_What needs to be done:_
Turn the data from the line containing "Expected: the position of each instance of the green wooden" through the end into a numbered list with no blank lines, leaving out the pictures.

_Material shown:_
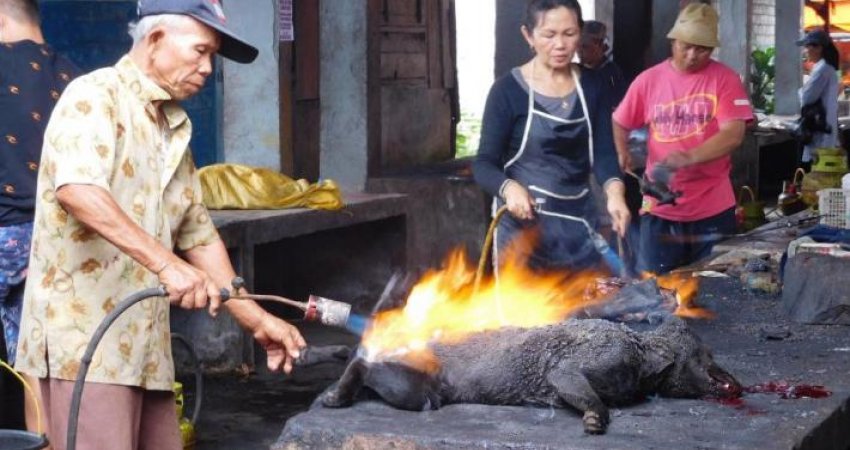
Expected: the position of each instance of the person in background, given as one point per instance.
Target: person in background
(546, 126)
(821, 86)
(697, 111)
(32, 76)
(119, 210)
(594, 53)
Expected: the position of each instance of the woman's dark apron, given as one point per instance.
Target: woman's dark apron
(554, 162)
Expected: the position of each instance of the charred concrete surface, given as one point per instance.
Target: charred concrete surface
(751, 337)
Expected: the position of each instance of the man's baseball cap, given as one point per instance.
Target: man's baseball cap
(696, 25)
(209, 13)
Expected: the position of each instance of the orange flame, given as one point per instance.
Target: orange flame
(444, 307)
(686, 288)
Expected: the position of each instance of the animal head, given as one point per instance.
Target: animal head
(685, 366)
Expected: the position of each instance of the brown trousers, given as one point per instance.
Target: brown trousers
(112, 417)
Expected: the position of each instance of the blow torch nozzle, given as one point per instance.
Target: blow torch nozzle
(324, 310)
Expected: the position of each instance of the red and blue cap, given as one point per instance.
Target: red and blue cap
(210, 13)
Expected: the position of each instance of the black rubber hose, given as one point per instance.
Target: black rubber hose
(199, 376)
(74, 414)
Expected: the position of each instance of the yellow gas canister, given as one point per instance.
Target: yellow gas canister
(828, 166)
(187, 429)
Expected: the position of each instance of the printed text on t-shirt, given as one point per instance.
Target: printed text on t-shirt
(683, 118)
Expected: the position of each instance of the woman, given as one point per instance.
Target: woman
(821, 86)
(546, 125)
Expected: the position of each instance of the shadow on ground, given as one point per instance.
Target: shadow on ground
(248, 412)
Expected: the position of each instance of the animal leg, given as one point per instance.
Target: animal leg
(576, 391)
(343, 392)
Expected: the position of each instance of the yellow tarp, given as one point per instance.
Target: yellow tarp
(234, 186)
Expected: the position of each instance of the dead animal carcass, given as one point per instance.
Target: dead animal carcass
(584, 364)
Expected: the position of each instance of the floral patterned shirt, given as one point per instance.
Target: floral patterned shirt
(104, 132)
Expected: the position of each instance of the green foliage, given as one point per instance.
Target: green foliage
(762, 75)
(468, 135)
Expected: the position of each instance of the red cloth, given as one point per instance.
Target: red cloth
(682, 111)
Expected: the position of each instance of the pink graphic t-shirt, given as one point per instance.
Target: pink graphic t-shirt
(682, 111)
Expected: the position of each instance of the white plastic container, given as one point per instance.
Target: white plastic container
(845, 187)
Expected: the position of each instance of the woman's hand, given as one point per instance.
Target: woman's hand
(519, 201)
(617, 209)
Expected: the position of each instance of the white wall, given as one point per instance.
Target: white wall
(250, 124)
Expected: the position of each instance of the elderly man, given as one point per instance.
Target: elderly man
(117, 192)
(32, 75)
(696, 110)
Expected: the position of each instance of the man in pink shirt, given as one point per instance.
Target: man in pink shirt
(696, 110)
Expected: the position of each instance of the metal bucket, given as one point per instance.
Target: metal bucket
(21, 440)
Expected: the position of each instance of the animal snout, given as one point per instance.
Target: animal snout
(724, 384)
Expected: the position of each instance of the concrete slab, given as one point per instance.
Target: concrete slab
(744, 341)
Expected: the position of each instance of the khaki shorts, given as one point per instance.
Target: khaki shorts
(112, 417)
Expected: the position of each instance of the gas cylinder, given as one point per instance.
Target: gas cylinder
(187, 429)
(828, 166)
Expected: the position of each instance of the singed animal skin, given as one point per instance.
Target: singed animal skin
(583, 364)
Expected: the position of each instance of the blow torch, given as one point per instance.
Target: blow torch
(321, 309)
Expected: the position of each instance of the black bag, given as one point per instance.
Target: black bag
(812, 120)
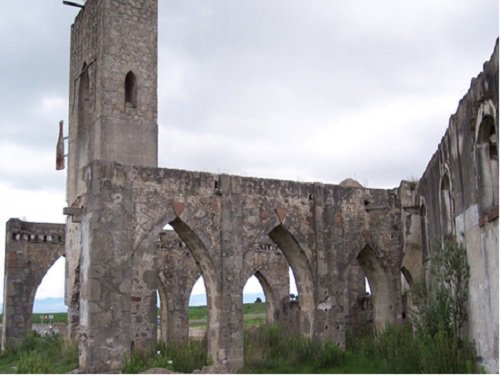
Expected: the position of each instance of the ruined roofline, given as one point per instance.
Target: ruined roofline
(491, 64)
(113, 166)
(15, 223)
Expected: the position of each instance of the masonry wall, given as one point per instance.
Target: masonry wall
(459, 196)
(321, 230)
(30, 250)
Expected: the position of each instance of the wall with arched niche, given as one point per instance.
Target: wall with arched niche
(31, 249)
(460, 191)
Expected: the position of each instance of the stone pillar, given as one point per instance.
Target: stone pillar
(230, 352)
(144, 286)
(106, 269)
(73, 247)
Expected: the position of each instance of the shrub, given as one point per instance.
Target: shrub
(182, 356)
(32, 362)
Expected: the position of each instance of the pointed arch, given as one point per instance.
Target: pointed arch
(446, 203)
(301, 268)
(486, 153)
(379, 286)
(202, 257)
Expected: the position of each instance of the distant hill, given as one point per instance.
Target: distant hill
(48, 305)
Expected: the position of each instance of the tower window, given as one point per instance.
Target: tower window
(130, 90)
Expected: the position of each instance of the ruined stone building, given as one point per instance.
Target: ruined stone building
(227, 228)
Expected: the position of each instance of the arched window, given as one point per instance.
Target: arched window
(487, 163)
(130, 90)
(446, 207)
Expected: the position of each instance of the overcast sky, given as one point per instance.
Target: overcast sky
(316, 90)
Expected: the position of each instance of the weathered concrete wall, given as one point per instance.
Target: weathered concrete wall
(320, 229)
(112, 115)
(177, 276)
(457, 197)
(30, 250)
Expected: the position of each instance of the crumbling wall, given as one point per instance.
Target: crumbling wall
(457, 198)
(30, 250)
(319, 229)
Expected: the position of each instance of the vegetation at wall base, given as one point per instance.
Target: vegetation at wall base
(184, 356)
(40, 355)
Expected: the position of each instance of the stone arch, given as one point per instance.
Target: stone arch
(486, 153)
(271, 295)
(380, 286)
(203, 259)
(163, 321)
(130, 88)
(174, 307)
(31, 250)
(446, 205)
(301, 268)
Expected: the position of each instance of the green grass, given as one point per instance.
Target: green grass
(397, 349)
(36, 354)
(182, 357)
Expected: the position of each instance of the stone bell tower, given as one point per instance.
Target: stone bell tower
(113, 87)
(112, 118)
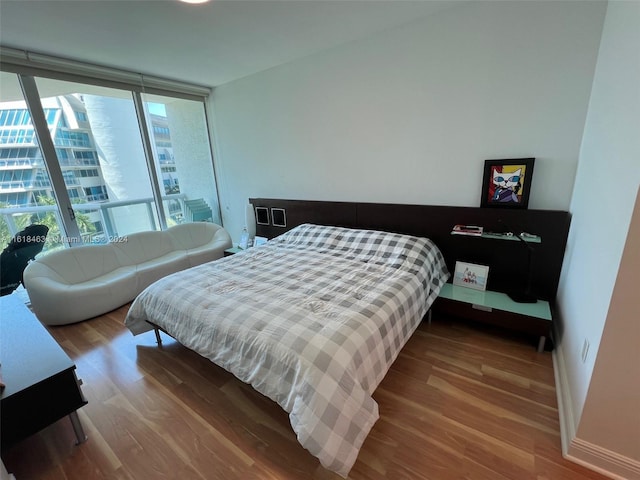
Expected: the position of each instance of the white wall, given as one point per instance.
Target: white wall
(411, 114)
(603, 200)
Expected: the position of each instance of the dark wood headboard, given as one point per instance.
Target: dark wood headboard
(507, 259)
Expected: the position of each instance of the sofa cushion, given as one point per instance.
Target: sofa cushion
(78, 264)
(141, 247)
(202, 241)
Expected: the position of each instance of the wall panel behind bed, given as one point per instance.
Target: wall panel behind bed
(507, 259)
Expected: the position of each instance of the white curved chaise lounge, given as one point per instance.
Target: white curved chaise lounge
(79, 283)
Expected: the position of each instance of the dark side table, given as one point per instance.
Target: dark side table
(40, 381)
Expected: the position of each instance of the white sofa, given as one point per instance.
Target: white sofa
(79, 283)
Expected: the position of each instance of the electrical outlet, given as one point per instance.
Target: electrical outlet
(585, 350)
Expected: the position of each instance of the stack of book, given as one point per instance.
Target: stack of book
(473, 230)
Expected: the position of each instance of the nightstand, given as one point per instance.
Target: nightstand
(496, 308)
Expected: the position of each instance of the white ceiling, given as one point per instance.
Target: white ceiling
(208, 44)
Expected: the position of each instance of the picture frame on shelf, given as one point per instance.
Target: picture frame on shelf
(471, 275)
(507, 183)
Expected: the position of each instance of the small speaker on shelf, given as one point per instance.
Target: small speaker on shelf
(262, 215)
(279, 217)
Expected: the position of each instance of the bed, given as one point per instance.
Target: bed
(313, 319)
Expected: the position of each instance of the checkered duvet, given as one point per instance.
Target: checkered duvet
(313, 320)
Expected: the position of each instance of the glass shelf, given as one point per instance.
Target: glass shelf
(503, 236)
(499, 301)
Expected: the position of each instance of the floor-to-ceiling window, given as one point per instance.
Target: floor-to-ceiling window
(109, 161)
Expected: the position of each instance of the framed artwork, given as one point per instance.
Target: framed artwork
(471, 275)
(507, 183)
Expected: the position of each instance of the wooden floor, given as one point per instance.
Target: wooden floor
(461, 402)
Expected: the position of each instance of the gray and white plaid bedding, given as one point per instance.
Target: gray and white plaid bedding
(313, 319)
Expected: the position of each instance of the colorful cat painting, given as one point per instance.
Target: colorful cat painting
(507, 185)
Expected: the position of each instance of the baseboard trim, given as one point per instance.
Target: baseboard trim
(603, 461)
(593, 457)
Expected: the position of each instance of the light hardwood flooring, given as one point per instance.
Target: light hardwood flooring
(460, 402)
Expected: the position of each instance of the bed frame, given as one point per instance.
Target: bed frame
(507, 259)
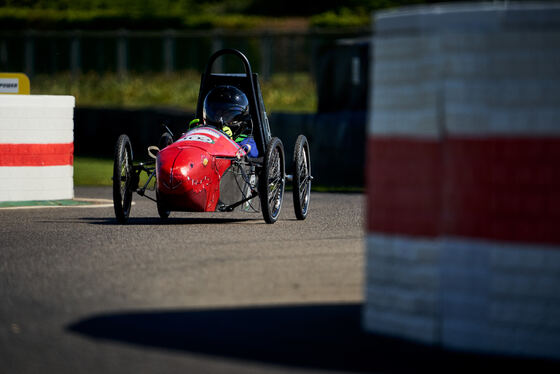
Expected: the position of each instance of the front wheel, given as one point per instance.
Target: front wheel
(302, 177)
(123, 179)
(271, 181)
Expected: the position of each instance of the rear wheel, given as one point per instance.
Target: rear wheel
(123, 179)
(271, 181)
(302, 177)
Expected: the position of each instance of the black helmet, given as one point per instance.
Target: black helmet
(226, 106)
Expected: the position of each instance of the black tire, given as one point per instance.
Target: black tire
(272, 181)
(302, 177)
(165, 140)
(163, 211)
(124, 179)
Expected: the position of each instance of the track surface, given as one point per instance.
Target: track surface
(202, 293)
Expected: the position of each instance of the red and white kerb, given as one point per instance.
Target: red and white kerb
(463, 178)
(36, 147)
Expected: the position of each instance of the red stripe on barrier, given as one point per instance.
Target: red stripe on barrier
(504, 189)
(36, 154)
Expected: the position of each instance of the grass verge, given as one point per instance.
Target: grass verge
(282, 92)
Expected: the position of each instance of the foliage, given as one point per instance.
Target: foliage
(184, 14)
(343, 18)
(287, 93)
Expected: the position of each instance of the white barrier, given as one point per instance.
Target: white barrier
(36, 147)
(463, 177)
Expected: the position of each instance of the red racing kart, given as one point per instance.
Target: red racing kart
(204, 170)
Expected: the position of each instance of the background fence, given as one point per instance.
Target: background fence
(122, 51)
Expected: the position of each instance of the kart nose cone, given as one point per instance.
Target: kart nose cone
(186, 178)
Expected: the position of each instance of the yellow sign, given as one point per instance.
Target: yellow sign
(14, 83)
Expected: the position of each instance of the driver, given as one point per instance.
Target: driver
(227, 108)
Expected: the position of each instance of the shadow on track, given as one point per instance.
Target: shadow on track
(309, 336)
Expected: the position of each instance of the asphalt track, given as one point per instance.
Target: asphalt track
(200, 293)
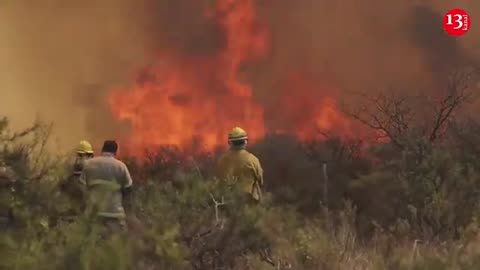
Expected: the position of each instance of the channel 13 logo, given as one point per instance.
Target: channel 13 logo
(456, 22)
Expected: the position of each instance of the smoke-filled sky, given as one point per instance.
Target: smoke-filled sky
(59, 58)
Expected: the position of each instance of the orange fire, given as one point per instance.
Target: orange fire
(186, 101)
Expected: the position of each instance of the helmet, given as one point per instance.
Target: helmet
(237, 134)
(84, 147)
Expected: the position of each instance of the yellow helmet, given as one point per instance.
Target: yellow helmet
(84, 147)
(237, 134)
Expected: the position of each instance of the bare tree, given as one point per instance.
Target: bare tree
(396, 116)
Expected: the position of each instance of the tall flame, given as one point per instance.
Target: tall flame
(185, 99)
(198, 99)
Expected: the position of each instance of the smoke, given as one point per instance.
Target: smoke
(59, 59)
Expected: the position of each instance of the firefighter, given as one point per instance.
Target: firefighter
(74, 187)
(241, 165)
(109, 184)
(84, 151)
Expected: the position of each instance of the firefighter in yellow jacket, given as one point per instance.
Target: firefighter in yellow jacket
(74, 187)
(238, 163)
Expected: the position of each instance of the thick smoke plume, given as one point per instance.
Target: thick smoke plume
(59, 60)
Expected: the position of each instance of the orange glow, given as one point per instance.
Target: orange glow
(188, 101)
(199, 99)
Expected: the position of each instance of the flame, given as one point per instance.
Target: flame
(188, 100)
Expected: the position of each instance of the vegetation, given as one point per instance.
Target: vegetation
(410, 202)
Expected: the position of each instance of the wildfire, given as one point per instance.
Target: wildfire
(195, 100)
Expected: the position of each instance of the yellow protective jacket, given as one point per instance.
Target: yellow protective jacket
(243, 166)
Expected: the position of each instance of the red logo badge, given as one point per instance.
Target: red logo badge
(456, 22)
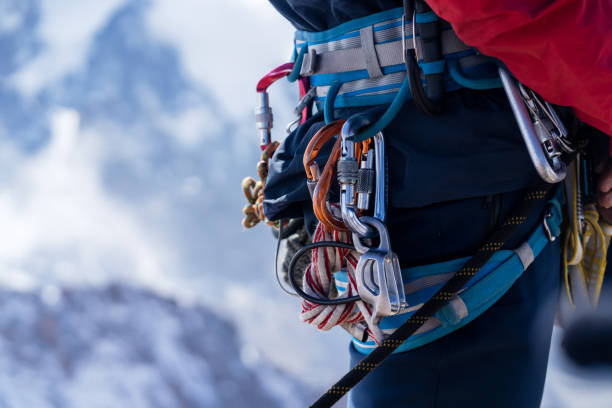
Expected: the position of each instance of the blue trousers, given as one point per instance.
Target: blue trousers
(498, 360)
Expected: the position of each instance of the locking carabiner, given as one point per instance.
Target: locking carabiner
(542, 141)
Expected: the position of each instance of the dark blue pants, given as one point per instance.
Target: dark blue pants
(498, 360)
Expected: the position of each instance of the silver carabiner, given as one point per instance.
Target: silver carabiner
(541, 145)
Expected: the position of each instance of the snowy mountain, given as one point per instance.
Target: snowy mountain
(124, 347)
(116, 165)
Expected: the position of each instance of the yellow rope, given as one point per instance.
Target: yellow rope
(584, 252)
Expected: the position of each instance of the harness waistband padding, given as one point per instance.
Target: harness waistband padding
(357, 58)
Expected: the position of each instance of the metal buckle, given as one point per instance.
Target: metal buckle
(547, 215)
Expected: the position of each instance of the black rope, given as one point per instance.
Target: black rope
(519, 215)
(419, 95)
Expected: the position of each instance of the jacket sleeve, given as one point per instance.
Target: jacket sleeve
(560, 48)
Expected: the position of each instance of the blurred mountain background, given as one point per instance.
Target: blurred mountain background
(126, 127)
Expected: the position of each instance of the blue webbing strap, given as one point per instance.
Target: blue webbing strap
(486, 288)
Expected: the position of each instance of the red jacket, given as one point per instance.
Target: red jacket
(560, 48)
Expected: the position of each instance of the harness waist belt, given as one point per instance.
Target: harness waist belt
(364, 59)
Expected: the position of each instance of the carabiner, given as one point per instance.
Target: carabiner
(541, 145)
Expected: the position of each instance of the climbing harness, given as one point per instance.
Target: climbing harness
(441, 297)
(354, 279)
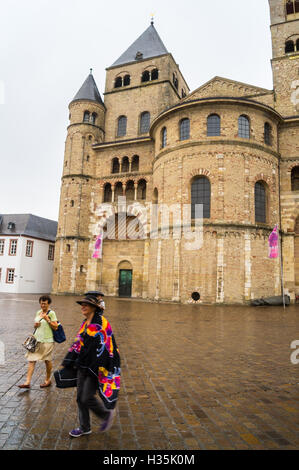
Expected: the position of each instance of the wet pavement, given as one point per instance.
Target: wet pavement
(193, 377)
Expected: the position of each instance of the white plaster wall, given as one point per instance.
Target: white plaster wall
(33, 274)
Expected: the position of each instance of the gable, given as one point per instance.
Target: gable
(223, 87)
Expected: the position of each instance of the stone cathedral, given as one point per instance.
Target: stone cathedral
(230, 146)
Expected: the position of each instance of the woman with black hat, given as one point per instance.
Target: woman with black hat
(95, 356)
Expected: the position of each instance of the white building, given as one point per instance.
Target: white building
(26, 253)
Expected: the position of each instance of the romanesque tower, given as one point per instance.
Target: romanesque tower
(87, 114)
(285, 66)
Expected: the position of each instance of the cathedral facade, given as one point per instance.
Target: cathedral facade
(231, 147)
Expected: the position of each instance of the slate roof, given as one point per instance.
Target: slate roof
(149, 44)
(89, 91)
(28, 225)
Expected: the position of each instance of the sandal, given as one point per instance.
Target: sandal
(45, 384)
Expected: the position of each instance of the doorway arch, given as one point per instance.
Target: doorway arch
(125, 279)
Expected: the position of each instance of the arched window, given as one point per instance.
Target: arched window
(155, 74)
(163, 137)
(130, 190)
(141, 189)
(86, 116)
(115, 165)
(145, 122)
(93, 118)
(135, 163)
(289, 47)
(125, 165)
(121, 126)
(244, 127)
(118, 82)
(267, 134)
(145, 76)
(201, 194)
(118, 191)
(127, 80)
(107, 193)
(185, 129)
(295, 178)
(260, 202)
(213, 125)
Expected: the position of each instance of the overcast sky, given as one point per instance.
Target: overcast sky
(48, 46)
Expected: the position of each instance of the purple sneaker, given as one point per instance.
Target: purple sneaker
(107, 423)
(78, 432)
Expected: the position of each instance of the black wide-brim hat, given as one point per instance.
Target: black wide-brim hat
(94, 293)
(88, 300)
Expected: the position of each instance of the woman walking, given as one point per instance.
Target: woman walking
(95, 356)
(45, 322)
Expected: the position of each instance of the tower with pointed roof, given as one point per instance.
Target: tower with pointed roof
(230, 146)
(87, 116)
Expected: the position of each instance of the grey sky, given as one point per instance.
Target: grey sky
(48, 46)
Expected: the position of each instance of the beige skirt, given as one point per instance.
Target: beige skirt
(43, 352)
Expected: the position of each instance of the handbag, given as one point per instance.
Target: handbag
(66, 377)
(30, 343)
(59, 335)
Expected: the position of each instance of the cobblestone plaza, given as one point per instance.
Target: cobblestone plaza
(193, 377)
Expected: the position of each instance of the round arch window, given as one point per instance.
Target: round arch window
(195, 296)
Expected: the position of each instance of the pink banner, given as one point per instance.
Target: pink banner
(98, 247)
(273, 243)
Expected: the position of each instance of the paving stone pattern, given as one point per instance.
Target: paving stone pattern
(193, 377)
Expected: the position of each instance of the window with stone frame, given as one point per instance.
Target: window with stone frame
(295, 178)
(267, 134)
(122, 126)
(29, 248)
(135, 163)
(107, 193)
(213, 125)
(13, 247)
(10, 275)
(201, 194)
(292, 6)
(164, 137)
(145, 119)
(51, 252)
(289, 46)
(260, 202)
(86, 116)
(185, 129)
(244, 127)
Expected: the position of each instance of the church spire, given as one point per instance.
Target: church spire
(148, 45)
(89, 90)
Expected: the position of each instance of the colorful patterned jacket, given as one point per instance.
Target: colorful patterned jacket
(96, 351)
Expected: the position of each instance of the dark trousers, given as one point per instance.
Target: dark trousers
(86, 399)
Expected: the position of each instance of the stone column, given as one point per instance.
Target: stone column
(247, 252)
(220, 269)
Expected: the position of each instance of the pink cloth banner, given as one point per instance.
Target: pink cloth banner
(273, 243)
(98, 247)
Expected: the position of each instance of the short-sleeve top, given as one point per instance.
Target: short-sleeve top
(44, 333)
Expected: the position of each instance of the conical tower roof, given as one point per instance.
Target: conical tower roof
(89, 91)
(148, 45)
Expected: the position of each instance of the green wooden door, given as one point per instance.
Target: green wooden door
(125, 283)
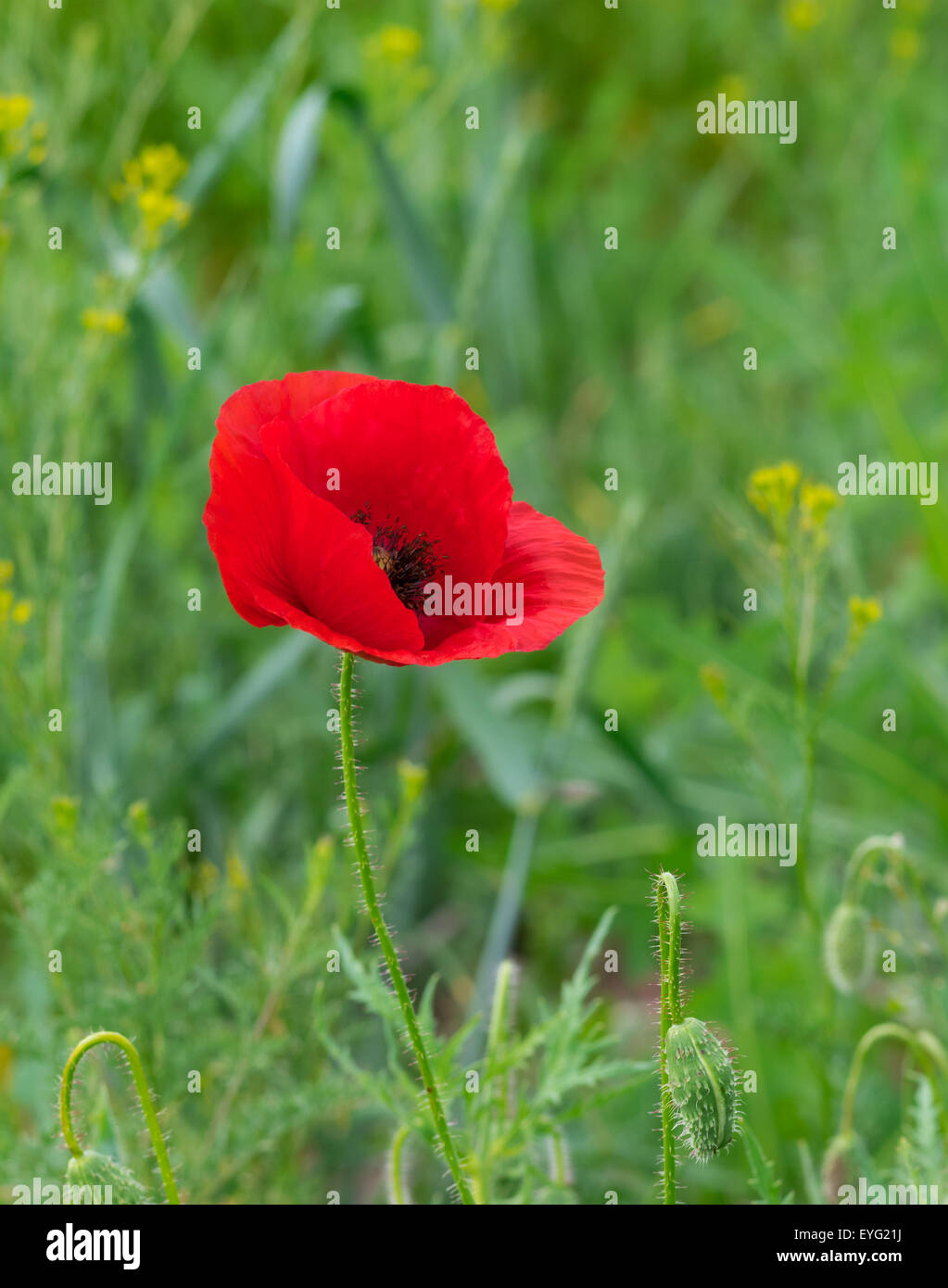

_Answer to the exercise:_
1. Expected: the position of each instance of the green wooden door, given as one point per instance.
2. Target: green wooden door
3. (125, 283)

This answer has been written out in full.